--- Supplied entries Enclosed Below ---

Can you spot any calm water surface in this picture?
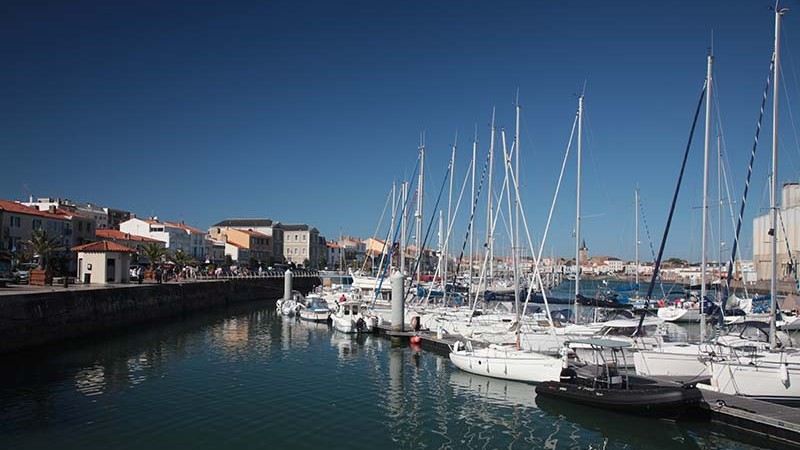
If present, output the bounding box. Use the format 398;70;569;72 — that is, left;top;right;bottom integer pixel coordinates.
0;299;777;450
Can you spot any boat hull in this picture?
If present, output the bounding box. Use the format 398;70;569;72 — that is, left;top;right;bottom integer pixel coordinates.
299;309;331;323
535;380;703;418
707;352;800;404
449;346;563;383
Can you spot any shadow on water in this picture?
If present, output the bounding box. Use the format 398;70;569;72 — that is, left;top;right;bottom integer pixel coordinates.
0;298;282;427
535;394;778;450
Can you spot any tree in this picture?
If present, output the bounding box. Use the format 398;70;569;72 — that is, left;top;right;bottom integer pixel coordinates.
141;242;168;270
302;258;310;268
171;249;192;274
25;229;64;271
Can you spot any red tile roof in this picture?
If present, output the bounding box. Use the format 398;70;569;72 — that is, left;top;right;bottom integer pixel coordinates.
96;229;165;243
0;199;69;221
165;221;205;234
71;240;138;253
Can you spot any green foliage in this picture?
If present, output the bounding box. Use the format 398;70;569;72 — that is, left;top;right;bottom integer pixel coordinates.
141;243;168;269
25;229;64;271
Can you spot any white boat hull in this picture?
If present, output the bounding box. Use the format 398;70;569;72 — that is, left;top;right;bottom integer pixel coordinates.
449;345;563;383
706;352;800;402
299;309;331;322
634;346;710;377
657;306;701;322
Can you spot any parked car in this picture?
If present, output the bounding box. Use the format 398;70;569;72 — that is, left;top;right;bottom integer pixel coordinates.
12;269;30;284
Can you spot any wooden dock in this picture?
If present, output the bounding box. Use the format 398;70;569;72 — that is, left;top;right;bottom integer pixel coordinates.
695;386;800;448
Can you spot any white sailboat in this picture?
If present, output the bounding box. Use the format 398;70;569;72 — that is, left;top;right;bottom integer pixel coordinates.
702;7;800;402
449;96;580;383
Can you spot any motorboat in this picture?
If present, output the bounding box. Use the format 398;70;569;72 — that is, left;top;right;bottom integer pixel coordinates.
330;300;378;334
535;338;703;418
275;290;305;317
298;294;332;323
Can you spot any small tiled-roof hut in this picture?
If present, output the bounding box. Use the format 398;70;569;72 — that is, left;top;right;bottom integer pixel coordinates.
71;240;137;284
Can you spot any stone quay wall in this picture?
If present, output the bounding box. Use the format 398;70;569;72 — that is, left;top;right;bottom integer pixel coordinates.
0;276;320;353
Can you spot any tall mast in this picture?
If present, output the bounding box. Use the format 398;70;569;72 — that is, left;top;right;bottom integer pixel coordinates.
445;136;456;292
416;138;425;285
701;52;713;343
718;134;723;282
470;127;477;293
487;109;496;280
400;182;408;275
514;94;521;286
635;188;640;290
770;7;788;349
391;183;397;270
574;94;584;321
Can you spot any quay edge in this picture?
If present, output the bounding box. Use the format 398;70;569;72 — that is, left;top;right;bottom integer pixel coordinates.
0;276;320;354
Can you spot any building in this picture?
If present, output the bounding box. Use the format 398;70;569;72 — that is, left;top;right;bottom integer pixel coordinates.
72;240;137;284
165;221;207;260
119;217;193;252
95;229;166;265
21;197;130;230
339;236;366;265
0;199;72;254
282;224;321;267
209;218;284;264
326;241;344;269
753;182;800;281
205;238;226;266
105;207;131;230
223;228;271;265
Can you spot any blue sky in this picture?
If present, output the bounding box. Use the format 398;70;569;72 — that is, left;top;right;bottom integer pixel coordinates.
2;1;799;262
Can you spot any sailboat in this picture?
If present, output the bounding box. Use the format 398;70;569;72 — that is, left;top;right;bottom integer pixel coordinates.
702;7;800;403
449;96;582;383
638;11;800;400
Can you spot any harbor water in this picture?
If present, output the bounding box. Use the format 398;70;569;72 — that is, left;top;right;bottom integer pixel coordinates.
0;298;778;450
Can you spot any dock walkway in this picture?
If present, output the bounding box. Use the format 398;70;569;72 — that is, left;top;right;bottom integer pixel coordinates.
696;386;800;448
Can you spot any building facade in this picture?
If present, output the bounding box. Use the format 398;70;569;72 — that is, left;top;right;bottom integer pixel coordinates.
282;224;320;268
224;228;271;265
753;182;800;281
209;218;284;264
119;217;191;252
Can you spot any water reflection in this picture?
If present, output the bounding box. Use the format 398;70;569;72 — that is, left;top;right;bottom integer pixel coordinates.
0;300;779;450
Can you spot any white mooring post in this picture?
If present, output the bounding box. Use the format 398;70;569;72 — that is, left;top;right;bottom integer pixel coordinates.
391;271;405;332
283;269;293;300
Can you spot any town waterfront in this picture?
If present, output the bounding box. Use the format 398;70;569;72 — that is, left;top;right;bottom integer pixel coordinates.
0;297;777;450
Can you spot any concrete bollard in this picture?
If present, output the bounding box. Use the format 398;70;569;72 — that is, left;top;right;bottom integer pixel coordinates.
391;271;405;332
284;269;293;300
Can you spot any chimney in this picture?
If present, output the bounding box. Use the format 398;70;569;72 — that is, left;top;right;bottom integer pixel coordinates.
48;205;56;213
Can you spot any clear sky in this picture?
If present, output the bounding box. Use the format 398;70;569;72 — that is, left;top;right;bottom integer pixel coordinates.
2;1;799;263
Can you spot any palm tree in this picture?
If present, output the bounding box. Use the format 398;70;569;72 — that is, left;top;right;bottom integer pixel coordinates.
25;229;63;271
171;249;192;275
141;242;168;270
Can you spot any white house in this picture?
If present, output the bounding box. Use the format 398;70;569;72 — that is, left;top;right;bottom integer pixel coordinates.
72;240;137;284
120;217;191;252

--- End of Enclosed Supplied entries ---
--- Supplied entries Enclosed Below ---

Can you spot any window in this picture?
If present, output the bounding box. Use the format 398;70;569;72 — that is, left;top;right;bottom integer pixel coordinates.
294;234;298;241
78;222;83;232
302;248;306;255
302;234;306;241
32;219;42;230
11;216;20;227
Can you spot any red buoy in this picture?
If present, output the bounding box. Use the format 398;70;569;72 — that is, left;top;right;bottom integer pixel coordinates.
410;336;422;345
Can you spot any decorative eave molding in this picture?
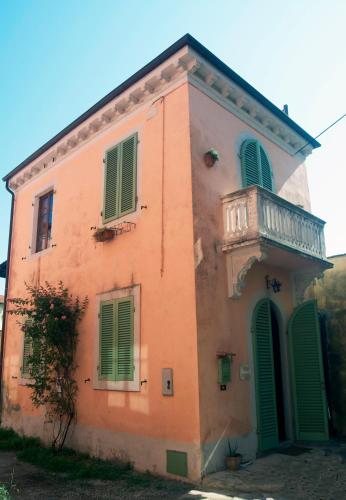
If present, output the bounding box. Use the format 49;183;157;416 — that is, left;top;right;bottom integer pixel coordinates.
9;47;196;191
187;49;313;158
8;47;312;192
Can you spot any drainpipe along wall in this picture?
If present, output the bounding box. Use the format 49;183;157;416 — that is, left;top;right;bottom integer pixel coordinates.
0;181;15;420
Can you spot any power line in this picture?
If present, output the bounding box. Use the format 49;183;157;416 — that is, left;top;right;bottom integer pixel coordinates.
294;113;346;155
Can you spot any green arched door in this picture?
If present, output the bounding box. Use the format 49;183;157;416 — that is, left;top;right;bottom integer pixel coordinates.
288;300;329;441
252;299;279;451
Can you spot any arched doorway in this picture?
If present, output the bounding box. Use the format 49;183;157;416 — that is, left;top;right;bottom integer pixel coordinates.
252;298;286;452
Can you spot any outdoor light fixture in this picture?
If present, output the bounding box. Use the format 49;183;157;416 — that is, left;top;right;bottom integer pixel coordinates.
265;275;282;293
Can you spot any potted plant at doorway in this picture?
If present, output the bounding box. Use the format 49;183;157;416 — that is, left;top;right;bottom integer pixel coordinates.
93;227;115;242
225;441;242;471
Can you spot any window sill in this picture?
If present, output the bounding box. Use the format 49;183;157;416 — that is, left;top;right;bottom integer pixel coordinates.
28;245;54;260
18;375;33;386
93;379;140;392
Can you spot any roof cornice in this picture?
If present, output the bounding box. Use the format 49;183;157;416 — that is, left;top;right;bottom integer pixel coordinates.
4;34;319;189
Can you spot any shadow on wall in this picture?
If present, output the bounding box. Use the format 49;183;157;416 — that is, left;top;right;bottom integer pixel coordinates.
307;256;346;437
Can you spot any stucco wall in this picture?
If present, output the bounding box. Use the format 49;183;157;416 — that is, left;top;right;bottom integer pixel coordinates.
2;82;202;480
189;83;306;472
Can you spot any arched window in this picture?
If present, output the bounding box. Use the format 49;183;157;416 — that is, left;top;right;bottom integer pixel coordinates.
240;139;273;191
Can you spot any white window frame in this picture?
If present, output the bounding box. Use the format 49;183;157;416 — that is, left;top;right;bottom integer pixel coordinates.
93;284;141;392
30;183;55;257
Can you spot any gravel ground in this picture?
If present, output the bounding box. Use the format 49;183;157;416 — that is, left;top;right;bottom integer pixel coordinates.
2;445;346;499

--- End of Enclosed Supplied entries ---

-- About this task --
Find every line of the data that holds the string "white", then say how many there are and nothing else.

-- Output for this exercise --
5